→ WHAT THE EXERCISE ASKS
Rewrite the items from the line with "segment: <item>black baseball cap</item>" up to and including the line with "648 151 L 640", replacing "black" with "navy" and keeping everything else the same. Leave the pictures out of your answer.

→ MATERIAL PROVIDED
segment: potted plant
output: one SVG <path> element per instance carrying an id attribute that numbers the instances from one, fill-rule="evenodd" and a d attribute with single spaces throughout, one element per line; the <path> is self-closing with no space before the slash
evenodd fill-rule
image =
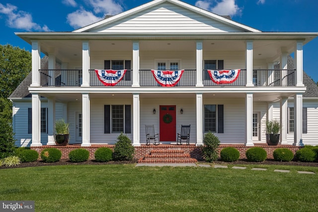
<path id="1" fill-rule="evenodd" d="M 270 145 L 277 145 L 280 136 L 280 123 L 278 121 L 266 121 L 266 142 Z"/>
<path id="2" fill-rule="evenodd" d="M 55 132 L 54 136 L 57 145 L 65 146 L 69 142 L 69 123 L 66 123 L 64 119 L 60 119 L 55 122 Z"/>

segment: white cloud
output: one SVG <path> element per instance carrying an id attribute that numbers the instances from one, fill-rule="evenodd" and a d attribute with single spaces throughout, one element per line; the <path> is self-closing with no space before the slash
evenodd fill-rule
<path id="1" fill-rule="evenodd" d="M 10 28 L 27 31 L 51 31 L 46 25 L 41 27 L 34 23 L 31 14 L 24 11 L 18 10 L 17 7 L 14 5 L 7 3 L 4 5 L 0 3 L 0 13 L 6 15 L 6 22 Z"/>
<path id="2" fill-rule="evenodd" d="M 257 4 L 259 4 L 260 3 L 264 4 L 265 3 L 265 0 L 258 0 L 258 1 L 257 1 Z"/>
<path id="3" fill-rule="evenodd" d="M 63 0 L 62 3 L 65 5 L 74 6 L 74 7 L 78 5 L 77 3 L 74 0 Z"/>
<path id="4" fill-rule="evenodd" d="M 80 28 L 98 21 L 103 18 L 95 16 L 91 12 L 83 8 L 68 15 L 67 19 L 71 26 L 75 28 Z"/>
<path id="5" fill-rule="evenodd" d="M 214 2 L 216 4 L 213 6 L 212 4 Z M 241 12 L 241 9 L 236 4 L 235 0 L 198 0 L 195 3 L 195 5 L 220 15 L 234 16 L 238 15 Z"/>

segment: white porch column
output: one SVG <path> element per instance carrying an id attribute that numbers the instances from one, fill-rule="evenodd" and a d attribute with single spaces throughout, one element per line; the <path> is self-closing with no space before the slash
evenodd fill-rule
<path id="1" fill-rule="evenodd" d="M 282 54 L 280 56 L 280 68 L 281 70 L 281 79 L 282 80 L 281 85 L 282 86 L 287 86 L 288 82 L 287 80 L 287 55 L 288 53 L 286 52 L 283 52 L 283 50 L 282 50 Z"/>
<path id="2" fill-rule="evenodd" d="M 133 145 L 140 144 L 140 101 L 139 93 L 133 93 L 133 128 L 134 129 Z"/>
<path id="3" fill-rule="evenodd" d="M 139 87 L 139 41 L 133 42 L 133 84 L 132 87 Z"/>
<path id="4" fill-rule="evenodd" d="M 31 146 L 41 146 L 41 100 L 38 93 L 32 94 L 32 143 Z"/>
<path id="5" fill-rule="evenodd" d="M 203 87 L 203 84 L 202 83 L 202 72 L 203 71 L 203 68 L 202 67 L 203 57 L 203 44 L 202 41 L 197 41 L 197 83 L 195 85 L 196 87 Z"/>
<path id="6" fill-rule="evenodd" d="M 41 48 L 37 41 L 32 41 L 32 83 L 31 87 L 40 86 L 41 77 Z"/>
<path id="7" fill-rule="evenodd" d="M 274 81 L 275 81 L 274 63 L 267 63 L 267 85 L 274 86 Z"/>
<path id="8" fill-rule="evenodd" d="M 294 96 L 294 146 L 303 146 L 303 94 Z"/>
<path id="9" fill-rule="evenodd" d="M 253 41 L 246 41 L 246 86 L 253 86 Z"/>
<path id="10" fill-rule="evenodd" d="M 88 41 L 83 41 L 82 49 L 82 87 L 89 86 L 90 51 Z M 80 82 L 79 82 L 80 83 Z"/>
<path id="11" fill-rule="evenodd" d="M 253 146 L 253 93 L 247 93 L 245 99 L 246 142 L 245 146 Z"/>
<path id="12" fill-rule="evenodd" d="M 55 145 L 55 98 L 48 98 L 48 143 L 47 145 Z"/>
<path id="13" fill-rule="evenodd" d="M 281 144 L 288 144 L 287 142 L 287 97 L 280 99 L 280 141 Z"/>
<path id="14" fill-rule="evenodd" d="M 197 143 L 196 146 L 203 145 L 203 101 L 202 93 L 196 94 Z"/>
<path id="15" fill-rule="evenodd" d="M 49 60 L 48 61 L 48 68 L 49 69 L 49 85 L 55 85 L 55 55 L 53 53 L 49 53 Z"/>
<path id="16" fill-rule="evenodd" d="M 294 53 L 295 83 L 297 86 L 304 86 L 303 83 L 303 41 L 297 41 Z"/>
<path id="17" fill-rule="evenodd" d="M 82 141 L 81 146 L 90 146 L 90 100 L 89 93 L 82 93 Z"/>

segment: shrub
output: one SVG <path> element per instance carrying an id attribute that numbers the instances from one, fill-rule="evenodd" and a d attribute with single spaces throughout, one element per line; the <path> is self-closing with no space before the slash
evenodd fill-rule
<path id="1" fill-rule="evenodd" d="M 107 147 L 100 147 L 95 151 L 95 159 L 97 162 L 108 162 L 112 159 L 113 151 Z"/>
<path id="2" fill-rule="evenodd" d="M 308 147 L 298 150 L 295 156 L 297 160 L 302 162 L 313 162 L 317 158 L 316 152 L 312 148 Z"/>
<path id="3" fill-rule="evenodd" d="M 115 144 L 113 158 L 115 160 L 130 160 L 134 158 L 135 148 L 131 141 L 123 133 L 117 137 L 118 141 Z"/>
<path id="4" fill-rule="evenodd" d="M 207 162 L 213 162 L 218 159 L 218 147 L 220 145 L 219 138 L 211 132 L 204 135 L 201 147 L 203 158 Z"/>
<path id="5" fill-rule="evenodd" d="M 246 156 L 248 161 L 262 162 L 267 157 L 267 153 L 263 148 L 255 146 L 247 149 Z"/>
<path id="6" fill-rule="evenodd" d="M 84 148 L 74 149 L 69 154 L 70 160 L 75 163 L 86 161 L 89 157 L 89 152 Z"/>
<path id="7" fill-rule="evenodd" d="M 9 156 L 3 159 L 3 164 L 5 166 L 15 166 L 20 163 L 21 163 L 21 160 L 17 156 Z"/>
<path id="8" fill-rule="evenodd" d="M 0 117 L 0 159 L 13 154 L 14 135 L 11 121 Z"/>
<path id="9" fill-rule="evenodd" d="M 225 147 L 221 150 L 221 159 L 225 162 L 234 162 L 239 158 L 239 151 L 232 147 Z"/>
<path id="10" fill-rule="evenodd" d="M 278 148 L 273 152 L 274 159 L 277 161 L 290 161 L 294 158 L 294 153 L 287 148 Z"/>
<path id="11" fill-rule="evenodd" d="M 41 152 L 41 158 L 45 163 L 53 163 L 61 159 L 62 152 L 56 148 L 46 148 Z"/>
<path id="12" fill-rule="evenodd" d="M 24 149 L 24 150 L 21 151 L 17 156 L 21 158 L 21 162 L 22 163 L 33 162 L 37 160 L 39 158 L 39 153 L 33 149 Z"/>

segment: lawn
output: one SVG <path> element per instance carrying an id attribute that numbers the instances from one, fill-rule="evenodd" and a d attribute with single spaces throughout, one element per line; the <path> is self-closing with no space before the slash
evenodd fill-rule
<path id="1" fill-rule="evenodd" d="M 34 201 L 35 211 L 41 212 L 317 211 L 318 167 L 267 166 L 267 171 L 255 171 L 251 168 L 255 165 L 245 166 L 72 165 L 1 169 L 0 200 Z"/>

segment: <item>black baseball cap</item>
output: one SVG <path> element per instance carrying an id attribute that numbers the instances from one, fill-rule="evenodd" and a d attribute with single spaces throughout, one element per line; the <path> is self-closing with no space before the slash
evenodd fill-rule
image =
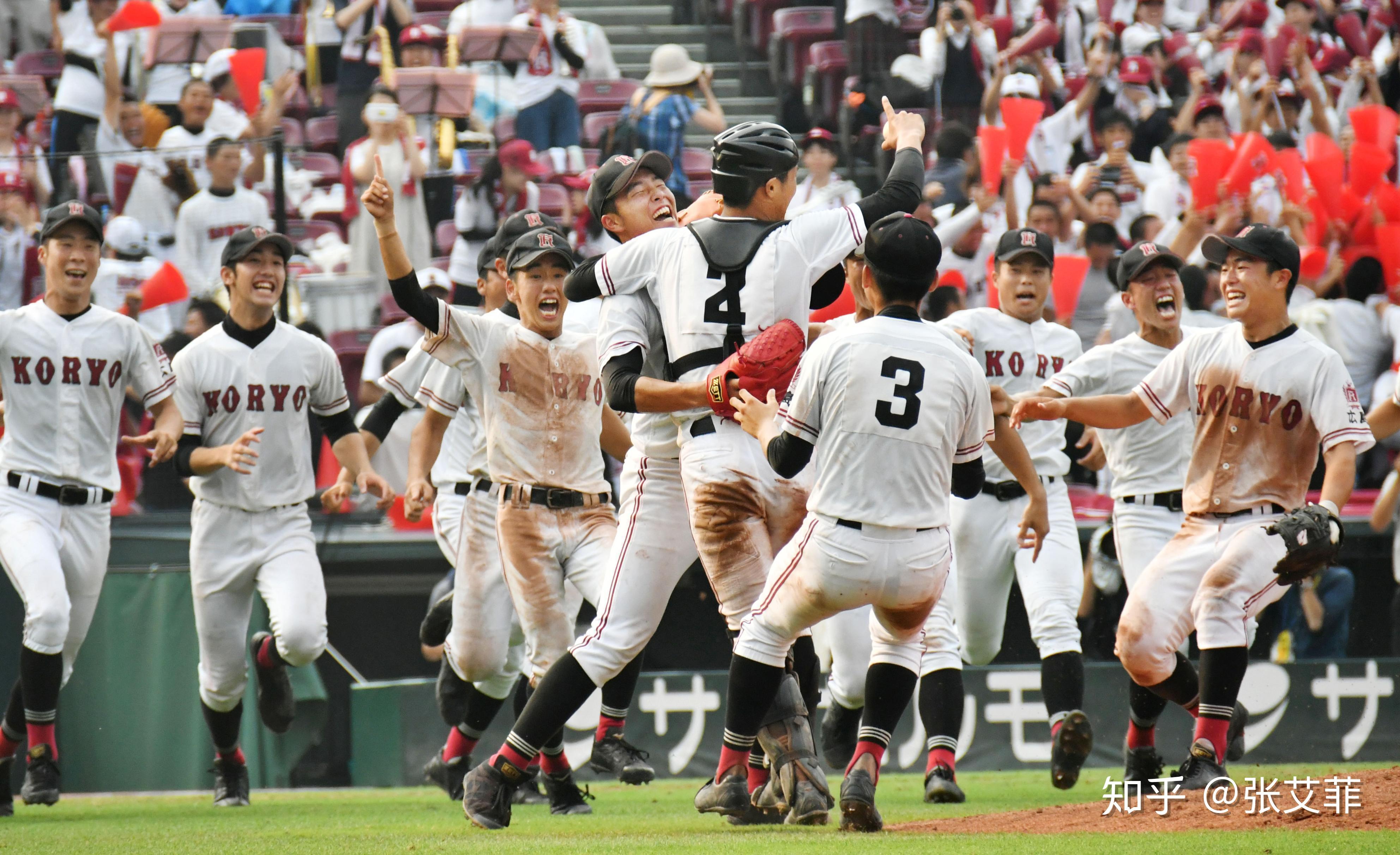
<path id="1" fill-rule="evenodd" d="M 865 232 L 865 263 L 900 278 L 930 281 L 938 274 L 944 245 L 934 227 L 911 214 L 889 214 Z"/>
<path id="2" fill-rule="evenodd" d="M 648 151 L 640 158 L 626 154 L 615 154 L 608 158 L 598 171 L 594 172 L 594 182 L 588 185 L 588 210 L 595 220 L 602 220 L 603 206 L 608 200 L 622 193 L 631 183 L 637 169 L 651 169 L 657 178 L 666 181 L 671 178 L 671 158 L 659 151 Z"/>
<path id="3" fill-rule="evenodd" d="M 1012 228 L 997 241 L 997 260 L 1009 262 L 1018 256 L 1033 252 L 1054 267 L 1054 241 L 1050 235 L 1033 228 Z"/>
<path id="4" fill-rule="evenodd" d="M 536 228 L 521 235 L 511 245 L 511 253 L 505 259 L 507 270 L 519 270 L 535 263 L 540 256 L 554 253 L 564 262 L 566 270 L 574 269 L 574 253 L 568 248 L 568 241 L 552 228 Z"/>
<path id="5" fill-rule="evenodd" d="M 1289 285 L 1298 284 L 1298 243 L 1288 236 L 1288 232 L 1273 225 L 1264 225 L 1263 222 L 1250 222 L 1239 229 L 1239 234 L 1233 238 L 1210 235 L 1201 242 L 1201 255 L 1205 256 L 1205 260 L 1215 264 L 1224 264 L 1225 256 L 1229 255 L 1231 249 L 1238 249 L 1256 259 L 1274 262 L 1292 274 L 1292 278 L 1288 281 Z"/>
<path id="6" fill-rule="evenodd" d="M 263 243 L 272 243 L 284 262 L 290 262 L 291 255 L 295 252 L 291 246 L 291 241 L 288 241 L 284 235 L 267 231 L 260 225 L 249 225 L 242 231 L 234 232 L 234 235 L 228 238 L 228 243 L 224 243 L 224 255 L 218 264 L 221 267 L 232 267 L 238 262 L 248 257 L 249 252 Z"/>
<path id="7" fill-rule="evenodd" d="M 1186 264 L 1182 256 L 1152 241 L 1134 243 L 1133 249 L 1120 255 L 1114 262 L 1117 263 L 1109 264 L 1109 278 L 1113 280 L 1119 291 L 1127 291 L 1128 283 L 1142 276 L 1142 271 L 1152 264 L 1163 264 L 1172 270 L 1180 270 Z"/>
<path id="8" fill-rule="evenodd" d="M 97 209 L 81 202 L 64 202 L 43 211 L 43 227 L 39 229 L 39 242 L 48 241 L 53 232 L 67 222 L 78 220 L 92 229 L 98 243 L 102 243 L 102 214 Z"/>

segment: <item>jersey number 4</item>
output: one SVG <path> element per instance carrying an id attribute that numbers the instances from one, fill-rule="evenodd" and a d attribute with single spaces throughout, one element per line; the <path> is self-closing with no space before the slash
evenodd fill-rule
<path id="1" fill-rule="evenodd" d="M 914 360 L 906 360 L 902 357 L 886 357 L 879 367 L 879 375 L 890 379 L 897 379 L 900 371 L 909 374 L 909 379 L 903 383 L 895 383 L 893 395 L 903 402 L 904 406 L 899 413 L 896 413 L 895 402 L 875 402 L 875 421 L 883 424 L 885 427 L 907 431 L 918 424 L 918 393 L 924 389 L 924 367 Z"/>

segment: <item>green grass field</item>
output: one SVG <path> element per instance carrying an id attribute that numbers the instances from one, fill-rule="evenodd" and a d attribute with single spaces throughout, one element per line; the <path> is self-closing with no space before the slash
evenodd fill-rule
<path id="1" fill-rule="evenodd" d="M 1348 765 L 1355 771 L 1364 765 Z M 1242 779 L 1263 771 L 1277 775 L 1341 771 L 1329 765 L 1232 767 Z M 1112 770 L 1120 774 L 1121 770 Z M 879 803 L 886 823 L 970 813 L 1022 810 L 1065 802 L 1098 802 L 1099 784 L 1110 770 L 1086 770 L 1070 792 L 1050 788 L 1046 772 L 963 772 L 959 784 L 969 803 L 932 806 L 921 802 L 916 775 L 881 779 Z M 837 782 L 833 777 L 833 786 Z M 582 852 L 938 852 L 997 855 L 1107 855 L 1154 852 L 1394 852 L 1396 831 L 1196 831 L 1131 834 L 837 834 L 820 828 L 731 828 L 720 817 L 700 816 L 690 805 L 697 781 L 662 781 L 648 786 L 592 785 L 594 814 L 553 817 L 543 806 L 517 806 L 512 824 L 500 833 L 470 827 L 459 805 L 440 791 L 344 789 L 315 792 L 253 792 L 242 810 L 214 810 L 210 796 L 66 796 L 55 807 L 15 805 L 13 819 L 0 820 L 0 852 L 39 855 L 64 852 L 211 852 L 251 855 L 297 852 L 491 852 L 575 855 Z M 1394 793 L 1368 793 L 1394 799 Z"/>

→ SOLUTION BELOW
segment: <item>navy baseball cap</item>
output: one SVG <path> element per instance carrying an id attribute that numbers the instances from one, fill-rule="evenodd" and a d attribute with single spaces throughout, one element per line; the <path> is self-closing with no space before the slash
evenodd fill-rule
image =
<path id="1" fill-rule="evenodd" d="M 865 232 L 865 263 L 900 278 L 930 281 L 938 274 L 944 245 L 934 227 L 911 214 L 889 214 Z"/>
<path id="2" fill-rule="evenodd" d="M 648 151 L 640 158 L 626 154 L 615 154 L 608 158 L 598 171 L 594 172 L 594 182 L 588 185 L 588 210 L 595 220 L 602 220 L 603 206 L 608 200 L 622 193 L 631 183 L 637 169 L 651 169 L 657 178 L 666 181 L 671 178 L 671 158 L 659 151 Z"/>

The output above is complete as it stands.